> **EXERCISE GOAL**:
Rewrite every row below, replacing "Expected output" with "Required output" and leaving everything else unchanged.

=== ITEMS ===

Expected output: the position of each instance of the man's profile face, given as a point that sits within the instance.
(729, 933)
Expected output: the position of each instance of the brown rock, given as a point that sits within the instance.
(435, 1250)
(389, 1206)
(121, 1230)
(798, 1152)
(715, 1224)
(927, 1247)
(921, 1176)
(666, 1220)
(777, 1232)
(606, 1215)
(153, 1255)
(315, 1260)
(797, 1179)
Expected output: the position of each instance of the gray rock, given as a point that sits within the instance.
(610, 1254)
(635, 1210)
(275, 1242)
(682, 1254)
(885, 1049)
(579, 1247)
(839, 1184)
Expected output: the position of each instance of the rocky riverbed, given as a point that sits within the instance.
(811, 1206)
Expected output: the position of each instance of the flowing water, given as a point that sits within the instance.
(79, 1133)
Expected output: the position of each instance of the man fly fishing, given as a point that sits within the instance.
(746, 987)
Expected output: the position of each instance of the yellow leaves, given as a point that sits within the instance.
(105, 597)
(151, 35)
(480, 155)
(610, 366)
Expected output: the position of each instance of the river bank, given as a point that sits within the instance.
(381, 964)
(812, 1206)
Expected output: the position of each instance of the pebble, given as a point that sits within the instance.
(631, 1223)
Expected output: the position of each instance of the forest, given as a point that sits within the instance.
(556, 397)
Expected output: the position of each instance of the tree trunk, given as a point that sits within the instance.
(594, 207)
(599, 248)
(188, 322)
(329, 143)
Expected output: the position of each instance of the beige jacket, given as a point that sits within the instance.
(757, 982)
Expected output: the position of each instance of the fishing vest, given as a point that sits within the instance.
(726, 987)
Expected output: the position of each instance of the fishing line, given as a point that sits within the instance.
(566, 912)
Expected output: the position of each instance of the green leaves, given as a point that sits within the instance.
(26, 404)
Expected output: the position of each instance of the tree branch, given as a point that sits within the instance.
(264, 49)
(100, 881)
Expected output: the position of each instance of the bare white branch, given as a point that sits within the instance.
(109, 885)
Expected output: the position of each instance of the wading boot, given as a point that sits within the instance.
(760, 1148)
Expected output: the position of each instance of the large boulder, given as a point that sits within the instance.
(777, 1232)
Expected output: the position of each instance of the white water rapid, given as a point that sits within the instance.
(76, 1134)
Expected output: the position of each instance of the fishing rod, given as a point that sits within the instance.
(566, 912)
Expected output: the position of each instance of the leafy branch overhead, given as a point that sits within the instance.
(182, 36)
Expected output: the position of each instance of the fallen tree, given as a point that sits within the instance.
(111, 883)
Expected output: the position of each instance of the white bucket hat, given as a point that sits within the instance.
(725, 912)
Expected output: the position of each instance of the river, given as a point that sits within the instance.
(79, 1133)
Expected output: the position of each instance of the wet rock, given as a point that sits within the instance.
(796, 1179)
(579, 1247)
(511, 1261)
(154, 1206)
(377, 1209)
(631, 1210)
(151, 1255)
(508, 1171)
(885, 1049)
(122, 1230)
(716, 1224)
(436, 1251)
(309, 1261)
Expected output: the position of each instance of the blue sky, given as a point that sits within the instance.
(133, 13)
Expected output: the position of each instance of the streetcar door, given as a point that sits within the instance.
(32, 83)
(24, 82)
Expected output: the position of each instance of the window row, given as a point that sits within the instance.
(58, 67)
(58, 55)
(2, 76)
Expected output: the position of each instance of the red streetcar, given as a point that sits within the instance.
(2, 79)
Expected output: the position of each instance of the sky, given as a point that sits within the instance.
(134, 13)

===

> **TASK RESPONSE**:
Required output: the position of each instance of the man's profile face, given as a point that sits within the instance.
(729, 933)
Required output: the position of each instance of the brown rock, given as a point that sits within the instance.
(435, 1250)
(389, 1206)
(121, 1230)
(798, 1152)
(715, 1224)
(927, 1247)
(921, 1176)
(666, 1220)
(777, 1232)
(606, 1215)
(153, 1255)
(315, 1260)
(797, 1179)
Required output: the position of each instance of the gray rock, given as a point that sits within the instance.
(610, 1254)
(635, 1210)
(275, 1242)
(682, 1254)
(885, 1049)
(579, 1247)
(839, 1184)
Required output: the position of each instance of the rocky riverbed, given as a point that sits within the instance.
(811, 1206)
Required output: the position of each instance of the flowing water, given as a point that sits within the instance.
(79, 1133)
Required output: the position of each instance of the man fly fishing, given as a point that sits within the instance.
(746, 987)
Required output: the position of each instance of the yellow leaves, given as a point that sits within the instance.
(105, 597)
(151, 35)
(480, 155)
(610, 366)
Required output: the position of each instance of the river bank, given as a point that sits within the instance.
(381, 964)
(812, 1206)
Required output: the position of each instance of the pebble, given as a point that sits within the instance.
(631, 1223)
Required output: the position of each instance of the forest, given as a point that sits within the instance.
(556, 397)
Required output: the position of each instance of the tree trunk, given as a point that sits within the instance.
(594, 207)
(599, 248)
(188, 322)
(329, 143)
Required output: the position of each instance of the beige jacket, given as a point that sits within the instance.
(757, 982)
Required output: the position of each instance of the fishing vest, given as a point that sits within the instance.
(726, 987)
Required output: the position of each instance of the fishing line, given as a point that sits within the instance.
(566, 912)
Required output: the position of each instance of the green leaves, given as a point that sits within the instance.
(26, 404)
Required output: the position of each instance of the tree branch, given as a point that sits within the instance.
(264, 49)
(100, 881)
Required output: the position of each instance of the bare white branch, given as a point that sits within the instance.
(109, 885)
Required output: the position of each instance of the wading boot, given as a point that sits within the instance.
(760, 1148)
Required output: the position of each instance of the large boulder, given as a point that sits within the instance.
(777, 1232)
Required output: the position of each instance of the white water rapid, given as a point that sits within the instance.
(76, 1134)
Required output: the position of each instance of the fishing rod, given as a point that sits within the instance.
(566, 912)
Required output: the position of each instance of the leafy branch overhead, given as a point that sits within the instance.
(182, 36)
Required output: the position of each instance of the fallen tree, given as a point that sits within the instance.
(111, 883)
Required output: the position of each instance of the white bucket hat, given as a point that sits within the instance.
(725, 912)
Required output: the position of each instance of the river, given as a point that sits within the instance.
(79, 1133)
Required output: the position of each instance of the wet rock, given as a point that sits within the instance.
(796, 1179)
(579, 1247)
(511, 1261)
(154, 1206)
(377, 1209)
(631, 1210)
(151, 1255)
(508, 1171)
(885, 1049)
(122, 1230)
(716, 1224)
(436, 1251)
(309, 1261)
Required output: the position of each instance of the blue sky, given as a point that sits within the instance.
(133, 13)
Required output: the position of each instance of the streetcar door, given as a point that sits within the instance.
(32, 83)
(24, 82)
Required output: the position of each instance of the window row, given as a point that sits within the instance.
(58, 67)
(58, 55)
(2, 76)
Required output: the position of each instance of the red streetcar, given as a point that sits within the instance.
(2, 79)
Required output: the position of each instance of the sky, given as a point that sits within the instance.
(134, 13)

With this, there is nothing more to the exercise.